**** ENTRIES PROVIDED

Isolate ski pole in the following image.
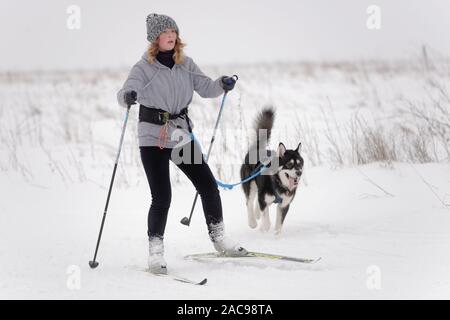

********
**** ENTRIES PROVIDED

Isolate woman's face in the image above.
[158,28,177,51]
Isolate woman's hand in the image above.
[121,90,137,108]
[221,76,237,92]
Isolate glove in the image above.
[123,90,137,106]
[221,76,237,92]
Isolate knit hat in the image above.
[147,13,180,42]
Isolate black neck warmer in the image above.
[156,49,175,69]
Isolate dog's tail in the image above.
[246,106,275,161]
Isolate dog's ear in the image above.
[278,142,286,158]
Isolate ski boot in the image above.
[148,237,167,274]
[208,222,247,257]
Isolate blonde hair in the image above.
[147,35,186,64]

********

WHAT YOU HAVE TO DO: Present the lines of the listing from the line containing "Isolate woman's face in the image above." through the line containing "[147,35,186,64]", both included, as a numbered list with blank lines left out.

TASK ANSWER:
1. Isolate woman's face in the image above.
2. [158,28,177,51]
3. Isolate woman's hand in the image above.
4. [121,90,137,108]
5. [221,76,237,92]
6. Isolate glove in the image above.
7. [123,90,137,106]
8. [221,76,237,92]
9. Isolate knit hat in the image above.
10. [147,13,180,42]
11. Isolate black neck warmer in the image above.
12. [156,49,175,69]
13. Isolate dog's tail in the image above.
14. [246,106,275,161]
15. Isolate dog's ear in the image above.
16. [278,142,286,158]
17. Isolate ski boot in the image above.
18. [148,237,167,274]
19. [208,222,247,257]
20. Isolate blonde hair in the image above.
21. [147,35,186,64]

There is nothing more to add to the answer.